> **DOCUMENT**:
--- Start ---
What About Dick?

Synopsis: What About Dick? begins with the birth of a sex toy invented in Shagistan in 1898 by Deepak Rushdie Obi Ben Kingsley, and tells the story of the subsequent decline of the British Empire as seen through the eyes of a Piano. The Piano narrates the tale of Dick; his two cousins: Emma, an emotionally retarded English girl; her kleptomaniac sister Helena and their dipsomaniac Aunt Maggie who all live together in a large, rambling, Edwardian novel. When the Reverend Whoopsie discovers a piano on a beach, a plot is set afoot that can be solved only by a private Dick, the incomprehensible Scottish sleuth Inspector McGuffin who with the aid of Sergeant Ken Russell finally reveals the identity of the Houndsditch Mutilator.
 
IMDB:
7.0
Year:
2012
81 min
1,848 Views


- Good evening, ladies

and gentleman and welcome

to another edition of oral cinema.

A popular series of movies for the ears.

Well, we'll be going on

air live in just a couple

of minutes, so please,

may we first of all test

the applause level?

Thank you.

Excellent, thank you very much.

Well, tonight's cinema for sound features,

What about Dick?

An emotion picture for

radio which tells the story

of the decline and fall

of the British Empire as

seen through the eyes of a piano.

So, will you welcome please,

tonight's fantastic cast.

Oh the Orpheum Theatre

theater in downtown LA

Tonight we invite you to picture a play

A radio screenplay

approved for your ears

Oral movies, pluck up my ears

Yes, it's time once again

for the cinema of sound

To transport you across the radio waves

To bring you, What about Dick

It's oral cinema

Once upon a time there

were two sisters who lived

with their Aunt Maggie in

a rambling old Edwardian

Novel in Kensington.

Emma, the older, was an

emotionally repressed English

girl, who spent all day

staring out of the window,

dreaming of a submissive

role in a sick relationship

with an older sadomasochistic Englishmen.

Helena, her younger

sister, was a dark-haired

foxy minx, who stole

umbrellas to repress her

sexual urges.

- What's a minx, is it an Egyptian thing?

- No dear, that's a sphinx.
--- End ---
Summarize the What About Dick? page in two sentences.

> **PROVIDED MATERIAL**:
--- Start ---
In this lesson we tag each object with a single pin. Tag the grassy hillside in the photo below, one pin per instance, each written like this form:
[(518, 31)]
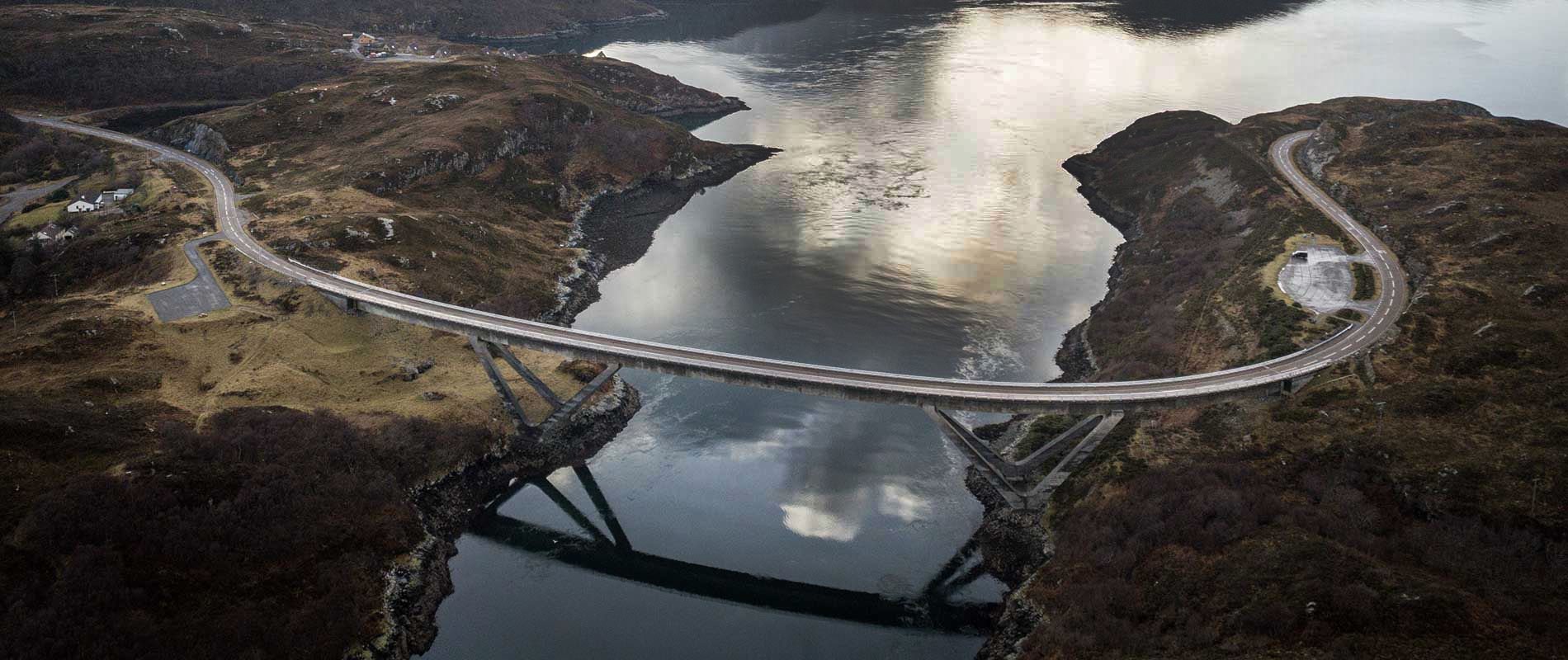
--- End ---
> **SOLUTION FOR THIS PROBLEM**:
What About Dick? is an 81-minute 2012 production with an IMDB rating of 7.0, presented as an emotion picture for radio that tells the story of the decline and fall of the British Empire as seen through the eyes of a piano. Its script opens with a welcome to another edition of oral cinema and a test of the applause level, then introduces two sisters, Emma and Helena, who live with their Aunt Maggie in a rambling old Edwardian novel in Kensington.